_Problem to solve_
Write the next few paragraphs of the news report on the Oklahoma judge's ruling against the school mask mandate ban, starting right after its last sentence.

_Provided passage_
□ □ □ □ □ □ □

Oklahoma’s attempt to ban mask requirements in public schools was blocked on Wednesday by a judge who also ordered that students and parents can seek exemptions, the Associated Press reported.
Governor Kevin Stitt and Dr. Mary Clarke, president of the Oklahoma State Medical Association (OSMA), lauded the ruling. OSMA is part of a lawsuit filed by four parents challenging the law banning mandates signed by Stitt.
Judge Natalie Mai plans to issue a temporary injunction, which will take effect next week when she issues the written order. Her ruling was based on the reasoning that the law applies only to public, not private, schools and that schools that impose mandates must allow parents or students to opt out.
“This is a victory for parental choice, personal responsibility and the rule of law,” Stitt said in a statement.
For more reporting from the Associated Press, see below.
Clarke said she was also pleased with the ruling.
“This is just a first step in ensuring our schools maintain local control and can choose the best path for their students, faculty and staff,” Clarke said in a statement.
“While not included in SB 658, some businesses’ mitigation efforts such as mask and vaccine requirements have been under fire,” Clarke said. “Our stance is that in order to promote a healthy environment, a business should be able to develop rules that keep their employees safe without interference from state government.”

□ □ □ □ □ □ □

Natural language region descriptions
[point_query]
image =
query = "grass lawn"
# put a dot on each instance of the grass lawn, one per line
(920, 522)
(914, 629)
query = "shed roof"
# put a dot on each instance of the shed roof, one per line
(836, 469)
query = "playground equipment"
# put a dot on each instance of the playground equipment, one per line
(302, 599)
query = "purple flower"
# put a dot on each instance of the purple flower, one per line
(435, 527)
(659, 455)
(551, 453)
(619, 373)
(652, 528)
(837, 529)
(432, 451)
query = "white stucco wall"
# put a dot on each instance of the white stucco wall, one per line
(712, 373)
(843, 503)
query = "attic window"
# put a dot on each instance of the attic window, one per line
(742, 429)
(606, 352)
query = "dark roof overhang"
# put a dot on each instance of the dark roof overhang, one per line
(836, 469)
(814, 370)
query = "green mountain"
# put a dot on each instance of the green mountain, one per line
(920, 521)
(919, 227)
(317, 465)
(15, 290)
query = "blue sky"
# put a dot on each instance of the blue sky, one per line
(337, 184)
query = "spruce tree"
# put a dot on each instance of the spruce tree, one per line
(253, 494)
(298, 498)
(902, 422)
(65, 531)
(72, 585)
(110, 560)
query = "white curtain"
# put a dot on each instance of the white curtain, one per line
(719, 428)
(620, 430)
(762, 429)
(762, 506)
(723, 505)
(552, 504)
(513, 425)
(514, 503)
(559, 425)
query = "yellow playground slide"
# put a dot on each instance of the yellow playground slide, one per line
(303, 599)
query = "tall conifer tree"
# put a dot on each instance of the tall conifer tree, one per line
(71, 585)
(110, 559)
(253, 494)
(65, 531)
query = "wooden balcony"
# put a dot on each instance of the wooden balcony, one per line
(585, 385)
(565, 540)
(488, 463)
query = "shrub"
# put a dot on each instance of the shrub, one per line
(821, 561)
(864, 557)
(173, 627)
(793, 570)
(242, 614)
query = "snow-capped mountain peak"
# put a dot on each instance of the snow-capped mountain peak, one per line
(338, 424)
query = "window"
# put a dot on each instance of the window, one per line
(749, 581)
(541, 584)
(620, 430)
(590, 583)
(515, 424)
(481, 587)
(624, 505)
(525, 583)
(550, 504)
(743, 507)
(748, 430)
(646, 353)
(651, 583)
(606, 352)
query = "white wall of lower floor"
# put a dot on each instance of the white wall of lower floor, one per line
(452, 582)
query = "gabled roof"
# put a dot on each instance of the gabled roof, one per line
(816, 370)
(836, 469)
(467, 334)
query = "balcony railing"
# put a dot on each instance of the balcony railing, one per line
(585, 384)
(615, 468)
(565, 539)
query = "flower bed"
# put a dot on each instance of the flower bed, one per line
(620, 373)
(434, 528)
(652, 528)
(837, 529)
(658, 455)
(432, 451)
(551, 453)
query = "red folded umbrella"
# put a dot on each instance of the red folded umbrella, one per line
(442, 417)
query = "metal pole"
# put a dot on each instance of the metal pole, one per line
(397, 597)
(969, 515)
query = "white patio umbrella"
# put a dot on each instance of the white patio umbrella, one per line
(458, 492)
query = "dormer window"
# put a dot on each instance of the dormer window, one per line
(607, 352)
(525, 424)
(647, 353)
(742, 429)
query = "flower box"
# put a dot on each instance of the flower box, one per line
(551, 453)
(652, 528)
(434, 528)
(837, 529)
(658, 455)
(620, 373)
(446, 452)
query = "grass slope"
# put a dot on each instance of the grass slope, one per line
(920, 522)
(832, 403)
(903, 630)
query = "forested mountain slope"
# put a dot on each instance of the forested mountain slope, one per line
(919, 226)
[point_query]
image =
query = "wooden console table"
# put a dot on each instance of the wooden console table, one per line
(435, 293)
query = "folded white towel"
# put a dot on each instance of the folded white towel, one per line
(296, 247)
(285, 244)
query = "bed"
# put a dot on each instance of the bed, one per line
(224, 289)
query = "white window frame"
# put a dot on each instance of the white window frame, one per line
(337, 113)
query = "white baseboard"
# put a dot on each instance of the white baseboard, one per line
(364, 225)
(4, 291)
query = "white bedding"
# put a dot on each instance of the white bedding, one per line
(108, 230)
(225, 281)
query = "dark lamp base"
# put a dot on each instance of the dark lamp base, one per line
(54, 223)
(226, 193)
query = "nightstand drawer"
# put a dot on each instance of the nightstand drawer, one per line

□ □ □ □ □ □ □

_Output_
The U.S. Department of Education on Monday announced an investigation into Oklahoma and four other Republican-led states—Iowa, South Carolina, Tennessee and Utah—that banned or limited mask requirements in schools. The department said the policies could amount to discrimination against students with disabilities or health conditions.
Other states previously outlawed mask mandates, but the policies were overturned by courts or are not being enforced, including in Florida, Texas, Arkansas and Arizona.
The Oklahoma State Department of Health reported 2,538 new virus cases on Wednesday and a seven-day daily average of 2,796 new cases, which was up from an average of 2,187 during the seven-day period that ended August 16. The department reported that 441 people were in intensive care units, which was more than double the 216 on August 2.
The four major hospitals in Oklahoma City—Integris, Mercy, SSM Health and OU Health—reported Monday that they had no ICU beds available, or none for COVID-19 patients. The health department reported Wednesday that there were 25 ICU beds, or 7.6 percent of the total, available in the city.